-- Given data follows --

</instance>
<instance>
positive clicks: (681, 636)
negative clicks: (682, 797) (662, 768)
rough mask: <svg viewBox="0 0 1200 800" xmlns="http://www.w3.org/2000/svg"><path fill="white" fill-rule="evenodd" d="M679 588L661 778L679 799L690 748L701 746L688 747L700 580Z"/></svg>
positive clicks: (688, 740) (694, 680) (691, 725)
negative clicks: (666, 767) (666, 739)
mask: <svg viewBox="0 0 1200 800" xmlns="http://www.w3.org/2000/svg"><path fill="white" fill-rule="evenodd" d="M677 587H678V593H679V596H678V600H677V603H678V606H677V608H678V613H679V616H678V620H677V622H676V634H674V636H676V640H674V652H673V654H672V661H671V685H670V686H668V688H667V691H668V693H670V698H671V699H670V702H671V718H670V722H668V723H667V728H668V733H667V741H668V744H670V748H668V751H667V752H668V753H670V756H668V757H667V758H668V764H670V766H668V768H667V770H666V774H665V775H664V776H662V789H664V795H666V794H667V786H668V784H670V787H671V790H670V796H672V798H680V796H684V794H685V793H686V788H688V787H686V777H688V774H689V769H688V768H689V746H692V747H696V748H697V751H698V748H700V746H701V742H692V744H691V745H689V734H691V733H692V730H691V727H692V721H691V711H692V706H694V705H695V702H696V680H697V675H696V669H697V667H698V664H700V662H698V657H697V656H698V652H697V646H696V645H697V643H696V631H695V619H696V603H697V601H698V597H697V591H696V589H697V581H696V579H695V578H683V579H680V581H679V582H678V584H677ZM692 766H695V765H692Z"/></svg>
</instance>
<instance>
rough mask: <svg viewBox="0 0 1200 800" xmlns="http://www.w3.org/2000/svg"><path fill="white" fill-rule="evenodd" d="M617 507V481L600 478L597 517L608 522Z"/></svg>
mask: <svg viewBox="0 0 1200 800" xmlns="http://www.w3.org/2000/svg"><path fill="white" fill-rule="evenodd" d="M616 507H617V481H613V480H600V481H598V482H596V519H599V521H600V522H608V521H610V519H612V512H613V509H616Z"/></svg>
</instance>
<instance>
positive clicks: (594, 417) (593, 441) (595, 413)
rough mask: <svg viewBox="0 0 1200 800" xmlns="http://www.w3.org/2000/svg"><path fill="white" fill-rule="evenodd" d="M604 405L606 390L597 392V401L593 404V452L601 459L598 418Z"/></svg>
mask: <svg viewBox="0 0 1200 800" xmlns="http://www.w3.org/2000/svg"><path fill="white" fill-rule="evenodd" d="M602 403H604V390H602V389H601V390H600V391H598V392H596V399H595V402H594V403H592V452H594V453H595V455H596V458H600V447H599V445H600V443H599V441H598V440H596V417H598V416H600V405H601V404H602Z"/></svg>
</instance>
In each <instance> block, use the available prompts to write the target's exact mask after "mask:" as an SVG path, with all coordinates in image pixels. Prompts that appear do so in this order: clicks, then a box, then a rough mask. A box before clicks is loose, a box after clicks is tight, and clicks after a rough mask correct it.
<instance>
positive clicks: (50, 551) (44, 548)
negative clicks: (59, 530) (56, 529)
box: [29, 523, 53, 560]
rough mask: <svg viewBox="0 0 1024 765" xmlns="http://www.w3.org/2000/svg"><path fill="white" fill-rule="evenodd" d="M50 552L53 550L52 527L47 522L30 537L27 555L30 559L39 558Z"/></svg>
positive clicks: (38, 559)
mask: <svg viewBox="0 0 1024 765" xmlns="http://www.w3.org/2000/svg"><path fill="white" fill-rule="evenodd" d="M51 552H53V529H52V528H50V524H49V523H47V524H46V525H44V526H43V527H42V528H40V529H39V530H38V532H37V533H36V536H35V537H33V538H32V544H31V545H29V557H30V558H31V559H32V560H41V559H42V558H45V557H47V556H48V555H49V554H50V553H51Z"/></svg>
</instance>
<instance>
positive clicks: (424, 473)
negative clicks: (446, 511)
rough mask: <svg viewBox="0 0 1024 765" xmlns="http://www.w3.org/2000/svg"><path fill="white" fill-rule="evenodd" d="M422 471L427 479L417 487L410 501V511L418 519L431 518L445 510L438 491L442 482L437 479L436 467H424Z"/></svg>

-- Given data concluded --

Task instructions: Give every line of the items above as a Markdown table with the columns Row and Line, numbering each row and leaving out blank lines.

Result of the exercise:
| Row | Line |
|---|---|
| 1 | </instance> |
| 2 | <instance> |
| 3 | positive clicks: (681, 636) |
| 4 | negative clicks: (682, 797) (662, 768) |
| 5 | rough mask: <svg viewBox="0 0 1200 800" xmlns="http://www.w3.org/2000/svg"><path fill="white" fill-rule="evenodd" d="M679 588L661 778L679 799L690 748L701 746L688 747L700 580Z"/></svg> |
| 6 | positive clicks: (688, 740) (694, 680) (691, 725) |
| 7 | negative clicks: (666, 767) (666, 739) |
| 8 | mask: <svg viewBox="0 0 1200 800" xmlns="http://www.w3.org/2000/svg"><path fill="white" fill-rule="evenodd" d="M677 587H678V593H679V596H678V600H677V603H678V606H677V608H678V613H679V616H678V620H677V622H676V634H674V636H676V640H674V652H673V654H672V661H671V685H670V686H668V688H667V691H668V693H670V698H671V699H670V702H671V718H670V722H668V723H667V728H668V733H667V741H668V744H670V748H668V751H667V752H668V753H670V756H668V757H667V758H668V764H670V766H668V768H667V770H666V774H665V775H664V776H662V789H664V795H666V794H667V786H668V784H670V787H671V790H670V796H672V798H680V796H684V794H685V793H686V788H688V787H686V777H688V774H689V769H688V768H689V746H692V747H696V748H697V751H698V748H700V746H701V742H692V744H691V745H689V734H691V733H692V730H691V727H692V721H691V711H692V706H694V705H695V702H696V680H697V675H696V669H697V667H698V664H700V662H698V657H697V656H698V652H697V646H696V645H697V643H696V631H695V619H696V603H697V601H698V597H697V591H696V589H697V581H696V579H695V578H683V579H680V581H679V582H678V584H677ZM692 766H695V765H692Z"/></svg> |
| 9 | </instance> |
| 10 | <instance> |
| 11 | rough mask: <svg viewBox="0 0 1200 800" xmlns="http://www.w3.org/2000/svg"><path fill="white" fill-rule="evenodd" d="M617 507V481L600 478L597 517L608 522Z"/></svg> |
| 12 | mask: <svg viewBox="0 0 1200 800" xmlns="http://www.w3.org/2000/svg"><path fill="white" fill-rule="evenodd" d="M616 507H617V481H613V480H600V481H598V482H596V519H599V521H600V522H608V521H610V519H612V512H613V509H616Z"/></svg> |
| 13 | </instance> |
| 14 | <instance> |
| 15 | positive clicks: (594, 417) (593, 441) (595, 413) |
| 16 | rough mask: <svg viewBox="0 0 1200 800" xmlns="http://www.w3.org/2000/svg"><path fill="white" fill-rule="evenodd" d="M604 405L606 390L597 392V401L593 404V452L601 459L598 418Z"/></svg> |
| 17 | mask: <svg viewBox="0 0 1200 800" xmlns="http://www.w3.org/2000/svg"><path fill="white" fill-rule="evenodd" d="M602 403H604V390H602V389H601V390H600V391H598V392H596V399H595V402H594V403H592V452H594V453H595V455H596V458H600V447H599V445H600V443H599V441H598V440H596V417H598V416H600V405H601V404H602Z"/></svg> |
| 18 | </instance> |
| 19 | In each <instance> block, use the available prompts to write the target's exact mask after "mask:" as an SVG path, with all coordinates in image pixels. Prompts that appear do so in this order: clicks, then a box, then a rough mask. A box before clicks is loose, a box after clicks is tight, and clicks after a rough mask correct it. |
| 20 | <instance> |
| 21 | positive clicks: (50, 551) (44, 548) |
| 22 | negative clicks: (59, 530) (56, 529) |
| 23 | box: [29, 523, 53, 560] |
| 24 | rough mask: <svg viewBox="0 0 1024 765" xmlns="http://www.w3.org/2000/svg"><path fill="white" fill-rule="evenodd" d="M50 552L53 550L52 527L47 522L30 537L27 555L30 559L39 558Z"/></svg> |
| 25 | positive clicks: (38, 559) |
| 26 | mask: <svg viewBox="0 0 1024 765" xmlns="http://www.w3.org/2000/svg"><path fill="white" fill-rule="evenodd" d="M51 552H53V529H52V528H50V524H49V523H47V524H46V525H44V526H43V527H42V528H40V529H39V530H38V532H37V533H36V536H35V537H33V538H32V544H31V545H29V557H30V558H31V559H32V560H41V559H42V558H45V557H47V556H48V555H49V554H50V553H51Z"/></svg> |
| 27 | </instance> |
| 28 | <instance> |
| 29 | positive clicks: (424, 473) |
| 30 | negative clicks: (446, 511) |
| 31 | rough mask: <svg viewBox="0 0 1024 765" xmlns="http://www.w3.org/2000/svg"><path fill="white" fill-rule="evenodd" d="M422 471L427 479L417 487L410 501V511L418 519L431 518L445 510L438 491L442 482L437 479L436 467H424Z"/></svg> |